MATERIAL FOR THE TASK:
........
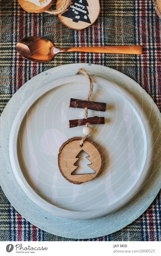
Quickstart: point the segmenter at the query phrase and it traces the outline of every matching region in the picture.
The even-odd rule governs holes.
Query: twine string
[[[58,14],[65,11],[67,9],[69,6],[70,3],[71,2],[71,0],[64,0],[62,1],[61,6],[60,7],[56,9],[56,10],[48,10],[45,11],[45,12],[47,12],[49,14]]]
[[[86,100],[88,101],[89,100],[92,95],[92,92],[93,91],[93,82],[89,75],[84,68],[79,68],[77,73],[77,74],[83,74],[83,75],[84,75],[88,78],[88,79],[90,82],[90,89],[89,90],[89,91],[88,92],[87,98],[86,99]],[[87,117],[88,108],[85,107],[84,109],[84,118],[85,118],[86,119],[87,119]],[[88,123],[87,123],[86,125],[86,126],[87,127],[88,126]],[[80,146],[81,147],[83,147],[83,143],[85,140],[88,137],[88,135],[85,135],[84,137],[82,137],[82,138],[80,143]]]

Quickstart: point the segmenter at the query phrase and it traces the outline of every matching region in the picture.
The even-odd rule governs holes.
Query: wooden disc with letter
[[[82,139],[81,137],[69,139],[62,145],[58,154],[58,166],[62,174],[66,179],[75,184],[89,181],[98,177],[104,164],[103,156],[99,147],[88,139],[81,147]],[[76,174],[74,172],[79,168],[78,156],[81,152],[86,156],[86,168],[83,167],[86,172]]]
[[[62,0],[57,0],[57,8]],[[64,25],[74,29],[83,29],[93,24],[99,14],[99,0],[71,0],[68,8],[58,14]]]
[[[48,10],[55,0],[18,0],[22,8],[29,12],[43,12]]]

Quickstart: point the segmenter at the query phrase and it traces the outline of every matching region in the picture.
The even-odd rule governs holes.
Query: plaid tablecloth
[[[92,1],[92,0],[91,0]],[[40,72],[56,66],[89,62],[108,66],[136,81],[158,108],[161,89],[161,20],[152,0],[100,0],[96,22],[82,31],[63,25],[57,17],[45,13],[28,13],[17,1],[0,3],[0,107],[3,111],[13,94]],[[102,46],[141,44],[142,56],[66,53],[44,64],[24,60],[15,49],[22,38],[40,36],[62,48],[95,44]],[[51,235],[23,218],[0,190],[1,241],[72,241]],[[138,219],[115,233],[86,241],[160,241],[160,194]]]

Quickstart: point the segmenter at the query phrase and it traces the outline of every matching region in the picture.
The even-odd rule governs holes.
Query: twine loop
[[[49,14],[59,14],[67,9],[69,6],[70,3],[71,2],[71,0],[64,0],[62,1],[61,6],[56,10],[48,10],[45,11],[45,12],[47,12]]]
[[[90,82],[90,89],[88,94],[87,98],[86,100],[88,101],[89,100],[93,91],[93,81],[90,77],[89,74],[84,68],[79,68],[77,73],[77,74],[83,74],[83,75],[84,75],[88,78],[88,79]],[[87,119],[87,117],[88,108],[85,107],[84,109],[84,118],[85,118],[86,119]],[[86,124],[86,126],[88,127],[88,123]],[[85,135],[84,137],[82,137],[82,139],[80,143],[80,146],[81,147],[83,147],[83,143],[85,140],[88,137],[88,135]]]

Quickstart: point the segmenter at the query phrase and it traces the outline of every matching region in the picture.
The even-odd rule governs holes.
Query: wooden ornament
[[[64,142],[58,154],[58,166],[64,177],[70,182],[80,184],[92,180],[98,177],[102,171],[104,164],[103,155],[99,148],[93,141],[86,139],[83,147],[80,145],[82,138],[73,137]],[[79,166],[77,165],[79,153],[83,150],[88,160],[87,173],[75,174]],[[88,156],[88,155],[89,156]]]
[[[159,18],[161,18],[161,0],[153,0],[155,4],[156,12]]]
[[[55,0],[18,0],[18,3],[25,11],[28,12],[43,12],[48,10]]]
[[[62,0],[57,0],[57,8],[62,3]],[[93,24],[100,12],[99,0],[71,0],[68,8],[58,15],[61,21],[68,27],[81,30]]]

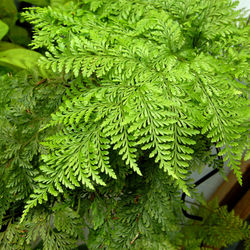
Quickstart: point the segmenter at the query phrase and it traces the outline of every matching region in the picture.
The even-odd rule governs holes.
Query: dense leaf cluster
[[[203,204],[192,223],[180,201],[201,201],[190,174],[218,156],[241,183],[249,26],[237,2],[64,2],[23,14],[46,51],[40,69],[0,77],[0,246],[200,249],[249,237],[226,208]]]

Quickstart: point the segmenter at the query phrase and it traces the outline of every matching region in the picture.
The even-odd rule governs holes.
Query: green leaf
[[[0,65],[10,68],[33,69],[41,54],[27,49],[9,49],[0,52]]]
[[[0,40],[8,33],[9,26],[0,20]]]
[[[31,3],[41,7],[49,5],[49,0],[21,0],[20,2]]]

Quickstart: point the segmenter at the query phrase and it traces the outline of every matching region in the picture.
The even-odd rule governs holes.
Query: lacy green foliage
[[[228,212],[226,206],[219,207],[217,201],[210,202],[205,207],[196,208],[194,212],[203,217],[203,222],[190,225],[193,237],[189,237],[191,240],[186,241],[187,249],[196,249],[195,246],[201,243],[204,249],[206,249],[205,246],[222,248],[250,237],[250,226],[247,222],[235,216],[234,210]],[[185,228],[183,233],[185,237],[186,233],[190,234],[190,231]]]
[[[183,191],[201,201],[190,174],[221,169],[216,147],[241,182],[249,27],[237,3],[50,4],[23,15],[33,47],[46,51],[42,70],[0,77],[0,248],[84,240],[89,249],[193,250],[248,240],[233,212],[180,201]]]
[[[26,12],[33,47],[48,50],[42,64],[96,82],[52,116],[50,126],[61,131],[43,143],[46,165],[37,179],[43,184],[26,212],[47,192],[63,192],[61,185],[93,189],[105,185],[101,172],[116,178],[111,149],[138,174],[137,150],[150,151],[189,193],[185,180],[200,132],[241,183],[248,115],[246,86],[235,78],[249,75],[249,28],[233,11],[236,4],[82,1]]]

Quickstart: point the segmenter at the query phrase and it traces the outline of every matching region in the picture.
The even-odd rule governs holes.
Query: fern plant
........
WRITTEN EXERCISE:
Recast the items as a Markdown table with columns headed No. and Text, one numbered row per line, starting at the beginning of the items and ending with the line that contains "[[[48,10],[55,0],[18,0],[22,8],[29,12],[43,12]]]" (include that line). Skip blank lines and leave the pictures out.

TASK RESPONSE:
| No. | Text |
|---|---|
| 1 | Quickstart: point the segmenter at the query phrase and it traces the outline of every matching region in the picture. |
| 2 | The even-odd rule governs holes. |
| 3 | Query: twine string |
| 4 | [[[58,14],[65,11],[67,9],[69,6],[70,3],[71,2],[71,0],[64,0],[62,1],[61,6],[60,7],[56,9],[56,10],[48,10],[45,11],[45,12],[47,12],[49,14]]] |
| 5 | [[[86,100],[88,101],[89,100],[92,95],[92,92],[93,91],[93,82],[89,75],[84,68],[79,68],[77,73],[77,74],[83,74],[83,75],[84,75],[88,78],[88,79],[90,82],[90,89],[89,90],[89,91],[88,92],[87,98],[86,99]],[[87,117],[88,108],[85,107],[84,109],[84,118],[85,118],[86,119],[87,119]],[[88,123],[87,123],[86,125],[86,126],[87,127],[88,126]],[[80,146],[81,147],[83,147],[83,143],[85,140],[88,137],[88,135],[85,135],[84,137],[82,137],[82,138],[80,143]]] |
| 6 | Quickstart: point the segmenter at the query phrase and it traces the outline of every matching region in the picture. |
| 7 | The even-odd rule governs holes. |
| 8 | Query: wooden disc with letter |
| 9 | [[[82,139],[81,137],[69,139],[62,145],[58,154],[58,166],[62,174],[66,179],[75,184],[89,181],[98,177],[104,164],[103,156],[99,147],[88,139],[81,147]],[[76,174],[74,172],[79,168],[78,156],[81,152],[86,156],[86,168],[83,167],[86,172]]] |
| 10 | [[[62,0],[57,0],[57,8]],[[64,25],[74,29],[83,29],[93,24],[99,14],[99,0],[71,0],[68,8],[58,14]]] |
| 11 | [[[48,10],[55,0],[18,0],[22,8],[29,12],[43,12]]] |